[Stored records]
* * * * * * * * *

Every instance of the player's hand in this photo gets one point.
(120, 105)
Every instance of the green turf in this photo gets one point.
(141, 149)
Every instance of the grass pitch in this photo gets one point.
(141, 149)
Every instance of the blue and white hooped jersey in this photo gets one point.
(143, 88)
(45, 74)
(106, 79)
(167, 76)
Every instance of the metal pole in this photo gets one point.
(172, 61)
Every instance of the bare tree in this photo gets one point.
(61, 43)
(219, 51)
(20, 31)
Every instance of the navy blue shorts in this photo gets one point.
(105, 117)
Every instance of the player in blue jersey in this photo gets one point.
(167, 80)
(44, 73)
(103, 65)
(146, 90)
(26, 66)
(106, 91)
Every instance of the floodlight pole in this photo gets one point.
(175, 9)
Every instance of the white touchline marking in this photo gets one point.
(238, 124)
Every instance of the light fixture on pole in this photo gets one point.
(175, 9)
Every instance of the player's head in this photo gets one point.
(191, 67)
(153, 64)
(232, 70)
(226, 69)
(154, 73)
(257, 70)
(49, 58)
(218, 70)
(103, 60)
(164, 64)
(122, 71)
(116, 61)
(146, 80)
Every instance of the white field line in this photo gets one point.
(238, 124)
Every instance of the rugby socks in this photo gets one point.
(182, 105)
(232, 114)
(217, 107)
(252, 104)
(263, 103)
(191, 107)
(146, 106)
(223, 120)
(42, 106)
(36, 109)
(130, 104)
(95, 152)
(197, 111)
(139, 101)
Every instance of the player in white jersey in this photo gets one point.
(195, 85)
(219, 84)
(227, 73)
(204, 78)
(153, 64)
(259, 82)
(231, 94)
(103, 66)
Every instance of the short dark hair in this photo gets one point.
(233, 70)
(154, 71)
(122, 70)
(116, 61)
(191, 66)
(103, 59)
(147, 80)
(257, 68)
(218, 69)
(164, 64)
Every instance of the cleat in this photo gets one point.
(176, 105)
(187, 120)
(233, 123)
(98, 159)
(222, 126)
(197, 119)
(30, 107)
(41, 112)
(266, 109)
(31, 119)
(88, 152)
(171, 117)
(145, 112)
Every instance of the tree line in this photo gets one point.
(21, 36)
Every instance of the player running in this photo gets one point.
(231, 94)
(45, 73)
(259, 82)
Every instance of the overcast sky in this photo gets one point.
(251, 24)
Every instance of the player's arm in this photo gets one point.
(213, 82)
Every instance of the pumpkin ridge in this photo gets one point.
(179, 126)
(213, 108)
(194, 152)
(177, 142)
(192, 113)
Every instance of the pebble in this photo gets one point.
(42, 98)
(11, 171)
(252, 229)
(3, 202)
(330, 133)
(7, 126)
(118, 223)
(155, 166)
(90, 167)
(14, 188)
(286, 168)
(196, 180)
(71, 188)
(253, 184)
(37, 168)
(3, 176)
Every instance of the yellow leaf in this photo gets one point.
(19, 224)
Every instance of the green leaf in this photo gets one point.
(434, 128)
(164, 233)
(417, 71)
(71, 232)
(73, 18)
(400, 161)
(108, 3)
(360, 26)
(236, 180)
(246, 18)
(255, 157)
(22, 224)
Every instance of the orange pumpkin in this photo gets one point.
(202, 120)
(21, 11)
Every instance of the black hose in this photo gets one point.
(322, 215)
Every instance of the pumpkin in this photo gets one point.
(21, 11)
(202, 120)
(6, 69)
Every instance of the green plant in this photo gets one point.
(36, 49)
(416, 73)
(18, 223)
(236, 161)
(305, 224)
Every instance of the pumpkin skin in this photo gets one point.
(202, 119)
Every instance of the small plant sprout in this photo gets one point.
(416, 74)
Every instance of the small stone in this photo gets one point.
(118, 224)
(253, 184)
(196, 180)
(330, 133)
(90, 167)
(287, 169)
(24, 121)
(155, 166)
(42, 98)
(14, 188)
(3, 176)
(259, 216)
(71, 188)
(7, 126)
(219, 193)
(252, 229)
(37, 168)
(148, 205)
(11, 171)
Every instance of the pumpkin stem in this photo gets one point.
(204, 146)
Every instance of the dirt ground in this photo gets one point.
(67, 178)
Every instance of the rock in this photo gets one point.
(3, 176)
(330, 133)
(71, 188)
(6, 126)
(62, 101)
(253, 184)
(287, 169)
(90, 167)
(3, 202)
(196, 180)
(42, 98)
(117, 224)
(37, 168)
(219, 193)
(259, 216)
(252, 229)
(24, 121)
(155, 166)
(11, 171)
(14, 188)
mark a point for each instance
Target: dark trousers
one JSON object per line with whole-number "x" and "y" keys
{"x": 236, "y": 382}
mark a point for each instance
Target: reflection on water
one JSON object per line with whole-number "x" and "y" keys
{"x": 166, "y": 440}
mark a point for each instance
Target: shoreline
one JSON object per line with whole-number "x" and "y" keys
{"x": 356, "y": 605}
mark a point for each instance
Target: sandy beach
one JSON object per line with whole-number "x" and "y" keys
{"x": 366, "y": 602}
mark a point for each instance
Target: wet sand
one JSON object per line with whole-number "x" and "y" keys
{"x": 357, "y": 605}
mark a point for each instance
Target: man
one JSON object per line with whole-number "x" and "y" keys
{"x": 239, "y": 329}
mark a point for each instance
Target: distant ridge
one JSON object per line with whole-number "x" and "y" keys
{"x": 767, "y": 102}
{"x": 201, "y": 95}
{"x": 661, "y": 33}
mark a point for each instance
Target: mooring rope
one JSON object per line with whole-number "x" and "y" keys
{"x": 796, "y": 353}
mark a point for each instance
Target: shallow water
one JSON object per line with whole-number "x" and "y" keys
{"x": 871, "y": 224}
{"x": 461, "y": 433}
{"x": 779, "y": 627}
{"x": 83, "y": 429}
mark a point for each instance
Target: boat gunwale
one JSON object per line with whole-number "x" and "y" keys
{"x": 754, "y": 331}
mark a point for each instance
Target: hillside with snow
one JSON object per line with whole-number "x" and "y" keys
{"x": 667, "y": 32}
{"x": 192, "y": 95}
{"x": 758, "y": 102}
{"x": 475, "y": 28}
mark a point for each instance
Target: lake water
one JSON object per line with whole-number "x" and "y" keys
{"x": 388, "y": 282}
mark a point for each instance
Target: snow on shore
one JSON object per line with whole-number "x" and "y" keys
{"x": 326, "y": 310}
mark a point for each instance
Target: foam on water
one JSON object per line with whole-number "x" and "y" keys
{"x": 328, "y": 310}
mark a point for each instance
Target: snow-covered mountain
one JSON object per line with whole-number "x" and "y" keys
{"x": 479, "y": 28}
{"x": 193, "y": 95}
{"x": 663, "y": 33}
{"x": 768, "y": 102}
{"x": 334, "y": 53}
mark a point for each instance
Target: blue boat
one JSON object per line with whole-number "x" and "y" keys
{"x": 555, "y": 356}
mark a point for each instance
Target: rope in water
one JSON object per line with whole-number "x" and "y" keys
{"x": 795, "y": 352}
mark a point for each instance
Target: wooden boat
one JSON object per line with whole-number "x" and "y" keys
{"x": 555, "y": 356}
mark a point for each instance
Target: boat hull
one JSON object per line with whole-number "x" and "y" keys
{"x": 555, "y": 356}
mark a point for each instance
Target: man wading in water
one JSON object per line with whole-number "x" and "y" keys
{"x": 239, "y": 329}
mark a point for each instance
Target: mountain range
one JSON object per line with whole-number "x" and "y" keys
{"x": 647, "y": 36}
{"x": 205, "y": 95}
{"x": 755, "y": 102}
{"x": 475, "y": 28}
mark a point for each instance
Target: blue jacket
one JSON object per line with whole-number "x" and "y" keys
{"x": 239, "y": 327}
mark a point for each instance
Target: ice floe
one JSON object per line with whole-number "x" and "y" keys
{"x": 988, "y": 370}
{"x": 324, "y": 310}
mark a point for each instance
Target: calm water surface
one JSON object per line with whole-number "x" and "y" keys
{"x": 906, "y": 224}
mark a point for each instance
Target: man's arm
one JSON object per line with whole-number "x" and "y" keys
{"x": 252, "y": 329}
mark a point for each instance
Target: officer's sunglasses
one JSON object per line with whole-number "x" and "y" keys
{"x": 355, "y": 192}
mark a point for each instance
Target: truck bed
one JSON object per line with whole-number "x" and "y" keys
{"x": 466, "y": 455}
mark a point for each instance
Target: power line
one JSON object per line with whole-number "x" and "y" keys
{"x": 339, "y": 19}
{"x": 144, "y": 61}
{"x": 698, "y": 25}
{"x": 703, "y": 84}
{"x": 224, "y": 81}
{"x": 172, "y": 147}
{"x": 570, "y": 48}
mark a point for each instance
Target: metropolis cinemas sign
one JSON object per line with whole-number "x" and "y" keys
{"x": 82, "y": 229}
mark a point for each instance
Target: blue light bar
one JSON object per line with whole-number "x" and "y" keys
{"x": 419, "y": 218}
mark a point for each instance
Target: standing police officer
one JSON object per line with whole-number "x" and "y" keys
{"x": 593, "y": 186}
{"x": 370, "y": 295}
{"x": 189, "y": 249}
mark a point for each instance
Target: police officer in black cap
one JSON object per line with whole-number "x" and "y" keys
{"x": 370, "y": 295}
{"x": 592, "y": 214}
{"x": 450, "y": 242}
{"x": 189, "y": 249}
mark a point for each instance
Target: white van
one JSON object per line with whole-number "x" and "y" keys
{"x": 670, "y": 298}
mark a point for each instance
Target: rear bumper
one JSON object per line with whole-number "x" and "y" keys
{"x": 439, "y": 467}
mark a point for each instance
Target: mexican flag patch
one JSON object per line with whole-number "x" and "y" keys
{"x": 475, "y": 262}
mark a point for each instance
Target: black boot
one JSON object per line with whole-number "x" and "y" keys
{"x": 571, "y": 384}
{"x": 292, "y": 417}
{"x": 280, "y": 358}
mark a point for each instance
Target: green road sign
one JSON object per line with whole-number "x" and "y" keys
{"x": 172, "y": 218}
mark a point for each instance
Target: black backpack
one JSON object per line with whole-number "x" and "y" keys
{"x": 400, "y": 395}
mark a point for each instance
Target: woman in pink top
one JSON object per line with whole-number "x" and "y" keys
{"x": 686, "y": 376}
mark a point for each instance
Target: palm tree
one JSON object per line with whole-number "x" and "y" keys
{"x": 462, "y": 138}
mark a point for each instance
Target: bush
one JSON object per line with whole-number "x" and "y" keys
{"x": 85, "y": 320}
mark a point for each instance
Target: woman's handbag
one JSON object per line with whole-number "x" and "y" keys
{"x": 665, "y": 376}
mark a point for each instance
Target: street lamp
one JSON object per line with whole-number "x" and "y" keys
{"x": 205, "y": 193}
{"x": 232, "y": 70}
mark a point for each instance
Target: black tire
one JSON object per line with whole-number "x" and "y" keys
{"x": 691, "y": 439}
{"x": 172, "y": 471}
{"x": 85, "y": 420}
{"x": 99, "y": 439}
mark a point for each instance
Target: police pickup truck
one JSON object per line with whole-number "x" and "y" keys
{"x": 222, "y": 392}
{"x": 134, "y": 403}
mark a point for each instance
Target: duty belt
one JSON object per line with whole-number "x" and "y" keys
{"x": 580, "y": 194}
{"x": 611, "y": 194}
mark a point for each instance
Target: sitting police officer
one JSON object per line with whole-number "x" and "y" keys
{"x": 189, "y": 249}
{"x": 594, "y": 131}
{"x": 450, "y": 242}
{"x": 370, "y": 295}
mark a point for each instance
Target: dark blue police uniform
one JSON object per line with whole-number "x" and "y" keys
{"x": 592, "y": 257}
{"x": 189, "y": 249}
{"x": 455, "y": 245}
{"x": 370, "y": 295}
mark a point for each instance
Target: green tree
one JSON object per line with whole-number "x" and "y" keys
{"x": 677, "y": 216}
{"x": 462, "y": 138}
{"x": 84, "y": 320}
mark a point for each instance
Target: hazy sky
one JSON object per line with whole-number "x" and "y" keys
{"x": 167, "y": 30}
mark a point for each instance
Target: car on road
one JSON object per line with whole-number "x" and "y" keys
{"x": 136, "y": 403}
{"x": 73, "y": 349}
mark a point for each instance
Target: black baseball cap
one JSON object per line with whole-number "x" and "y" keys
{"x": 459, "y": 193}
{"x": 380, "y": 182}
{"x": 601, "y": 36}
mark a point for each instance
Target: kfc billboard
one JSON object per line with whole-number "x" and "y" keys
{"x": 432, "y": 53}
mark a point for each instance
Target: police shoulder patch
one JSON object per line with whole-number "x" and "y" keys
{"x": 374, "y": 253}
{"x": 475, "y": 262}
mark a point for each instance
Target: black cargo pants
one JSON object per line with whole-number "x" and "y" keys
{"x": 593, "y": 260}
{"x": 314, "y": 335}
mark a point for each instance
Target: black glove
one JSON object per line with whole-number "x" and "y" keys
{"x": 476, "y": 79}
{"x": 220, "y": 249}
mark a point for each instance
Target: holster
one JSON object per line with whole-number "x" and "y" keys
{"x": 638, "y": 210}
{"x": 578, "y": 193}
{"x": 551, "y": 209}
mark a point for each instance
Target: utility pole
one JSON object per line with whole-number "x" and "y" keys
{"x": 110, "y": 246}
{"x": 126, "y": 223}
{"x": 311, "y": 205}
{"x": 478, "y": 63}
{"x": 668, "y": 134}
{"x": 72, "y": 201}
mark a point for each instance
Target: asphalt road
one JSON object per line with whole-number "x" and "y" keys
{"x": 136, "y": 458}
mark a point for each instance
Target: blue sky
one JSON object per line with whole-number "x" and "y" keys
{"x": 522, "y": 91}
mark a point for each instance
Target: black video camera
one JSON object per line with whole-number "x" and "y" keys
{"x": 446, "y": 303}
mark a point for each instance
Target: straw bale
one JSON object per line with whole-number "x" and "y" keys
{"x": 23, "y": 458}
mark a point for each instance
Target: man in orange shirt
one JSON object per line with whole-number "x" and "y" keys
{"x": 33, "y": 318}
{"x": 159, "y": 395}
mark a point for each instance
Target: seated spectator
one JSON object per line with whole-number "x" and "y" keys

* * * * * * * * *

Collect every line of the material above that contains the string "white". Case counts when matching.

> Expected output:
Every instance of the blue and white hooped jersey in this photo gets one point.
Every instance of the white touchline marking in this photo gets one point.
Every instance of the white field line in this photo gets one point.
Every instance of the player in white jersey in this photo gets one point.
Target: white van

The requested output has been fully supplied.